▸ To be done:
(1) Rewrite the text on international mutual funds from "Today, it is" up to and including "to Indian investors.", substituting "foreign stocks" for each occurrence of "global stocks".
(2) Continue the text on international mutual funds after its final sentence.

Today, it is even possible to invest directly in global stocks either through your brokers or by directly opening accounts with global broking houses like Ameritrade. However, that may be too complicated for most investors to invest directly in global stocks. One way out is to invest in international mutual funds and indirectly participate in the global story.
An international fund is normally a fund of funds (FOF) that invests in international ETFs and international indices. This concept of international funds started with funds that had global affiliations. For example, Franklin Templeton was offering international funds through its global parent. DSP was offering Blackrock funds to Indian investors.
In these cases, the international fund acts as a feeder fund for the funds of the parent. The Indian fund collects monies from investors in its international fund and then invests the same in the funds promoted by its international partners or sponsors. The process of getting units credited and getting funds on selling are slightly longer than normal domestic funds.
International funds are normally macro funds that invest in broad themes. Here are some important categories of international funds that you would get to choose from. Not all of them may be available for Indian investors at this point of time.
Global Funds are a category of international mutual fund that allows investors from all countries to invest, including investors from their home country. They normally maintain a diversified global portfolio of assets from across the globe and from across asset classes.
Regional Funds are specific to a certain geographical region. For instance, if you invest abroad, focusing on a particular geographic area, then it can be classified as a regional fund. A few investors focus on buying multiple regional funds instead of global funds. Regional funds can focus on emerging markets, frontier markets, LATAM markets etc.
Country Funds, as the name suggests, are focused on just one foreign country and not anywhere else. That is the origin of the name country fund. Because the data is not spread across various countries, this is one of the easiest funds to invest internationally. If you are focusing on a particular market like US or China or Japan, this is the best option.
International Sector Funds focus on a specific sector of the economy in other countries. This works well for investors who wish to invest in a specific sector, or who are looking to take a very focused position. Most sector funds globally are positioned as thematic funds covering a broader theme than just an industry group.

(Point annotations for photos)

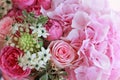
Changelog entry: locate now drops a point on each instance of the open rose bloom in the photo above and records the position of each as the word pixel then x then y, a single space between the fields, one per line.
pixel 78 37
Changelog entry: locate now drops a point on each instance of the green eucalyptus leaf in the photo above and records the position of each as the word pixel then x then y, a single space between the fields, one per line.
pixel 44 77
pixel 42 19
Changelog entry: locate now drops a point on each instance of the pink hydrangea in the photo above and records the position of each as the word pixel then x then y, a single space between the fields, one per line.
pixel 54 29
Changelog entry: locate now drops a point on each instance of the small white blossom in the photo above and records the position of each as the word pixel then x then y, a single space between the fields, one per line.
pixel 40 30
pixel 35 60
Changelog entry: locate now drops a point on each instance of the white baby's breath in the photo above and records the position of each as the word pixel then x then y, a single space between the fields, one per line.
pixel 40 30
pixel 35 60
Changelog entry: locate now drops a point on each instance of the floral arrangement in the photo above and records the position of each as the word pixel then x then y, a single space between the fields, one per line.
pixel 59 40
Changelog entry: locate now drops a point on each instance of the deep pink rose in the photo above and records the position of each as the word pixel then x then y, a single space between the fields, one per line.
pixel 22 4
pixel 63 55
pixel 9 62
pixel 54 29
pixel 5 27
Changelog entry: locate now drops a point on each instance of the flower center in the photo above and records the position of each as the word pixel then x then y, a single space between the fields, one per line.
pixel 26 42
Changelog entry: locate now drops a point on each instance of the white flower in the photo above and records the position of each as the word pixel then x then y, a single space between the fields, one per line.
pixel 40 30
pixel 35 60
pixel 45 54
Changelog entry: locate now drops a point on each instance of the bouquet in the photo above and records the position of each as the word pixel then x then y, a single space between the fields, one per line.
pixel 59 40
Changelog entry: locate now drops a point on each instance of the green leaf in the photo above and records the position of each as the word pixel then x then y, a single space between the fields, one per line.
pixel 42 19
pixel 44 77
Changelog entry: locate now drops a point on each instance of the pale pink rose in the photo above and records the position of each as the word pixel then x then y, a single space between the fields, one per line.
pixel 5 28
pixel 22 4
pixel 54 29
pixel 80 20
pixel 9 63
pixel 88 73
pixel 99 7
pixel 63 55
pixel 63 11
pixel 46 4
pixel 70 74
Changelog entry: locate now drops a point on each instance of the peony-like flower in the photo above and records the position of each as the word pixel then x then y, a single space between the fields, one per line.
pixel 46 4
pixel 22 4
pixel 54 29
pixel 63 55
pixel 9 62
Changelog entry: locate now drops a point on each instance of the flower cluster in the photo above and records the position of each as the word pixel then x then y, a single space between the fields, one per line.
pixel 59 40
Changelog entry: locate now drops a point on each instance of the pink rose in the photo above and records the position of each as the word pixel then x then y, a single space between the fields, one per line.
pixel 22 4
pixel 5 27
pixel 9 62
pixel 54 29
pixel 63 55
pixel 46 4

▸ Task-by-task outputs:
(1)
Today, it is even possible to invest directly in foreign stocks either through your brokers or by directly opening accounts with global broking houses like Ameritrade. However, that may be too complicated for most investors to invest directly in foreign stocks. One way out is to invest in international mutual funds and indirectly participate in the global story.
An international fund is normally a fund of funds (FOF) that invests in international ETFs and international indices. This concept of international funds started with funds that had global affiliations. For example, Franklin Templeton was offering international funds through its global parent. DSP was offering Blackrock funds to Indian investors.

(2)
International commodity funds are quite popular if you are looking at a specific industrial or precious commodity. So international gold funds or international mineral funds or even funds are all examples of international commodity funds.
Apart from the fact that it gives the investor the benefit of a wider choice, there are some genuine benefits of investing in international funds.
The first benefit of international funds for investors is Diversification. This not just gives local diversification but diversifies internationally and you get the benefit of finding markets that are not correlated to India.
Exposure to different economic themes is the other big advantage of international fund investing. Effectively, you are able to capitalize on the gains from different economies. Investing across economies also allows the investor to mitigate risk and reduce the overall volatility of their portfolio.
Unlike directly investing in international stocks, by going through international funds floated by mutual funds, you get the benefit of Professional Management. For you, individually, it would be tough to understand and judge markets in different countries. Hence, it is best left to the experts. These fund managers have in-depth expertise and knowledge about such global markets that they invest in.
Normally, this is a question that should be answered by your financial advisor. When you make a financial plan, you must figure out how much you can afford to save in international funds and then do the allocation. However, here is a quick red book for international mutual fund investing.
Investors looking for internationally diversified investment portfolio must consider investing in international mutual funds.
However, extent of allocation is important. You can use a thumb rule that exposure to global funds must not exceed 10-15% of your overall investments portfolio.
International funds are meant for investors who can give time of at least 5-7 years for their portfolios. That is the time it takes to delivery meaningful results.
Finally, it calls for a higher risk appetite. After all, you are getting into new-fangled markets, which you don’t understand too well. Allocate cautiously on this front.
Firstly, talk to your financial advisor and ensure that these international funds fit into your perspective. It must be in sync with your goals. Broadly, there are two ways of investing in international funds. You can invest online and you can also invest offline. Here is how you go about it.
You can invest online through online investment portals or through asset management companies that offer the international mutual fund. Of course, KYC completion is a must. You can also invest using the conventional, offline method where you invest through a broker or submit a filled form at a fund house.
Finally, there are tax implications. In India, all international funds and FOFs are treated as non-equity funds. That means holding up to 3 years will be short term gains. Also, the tax rates applicable are higher than regular equity funds.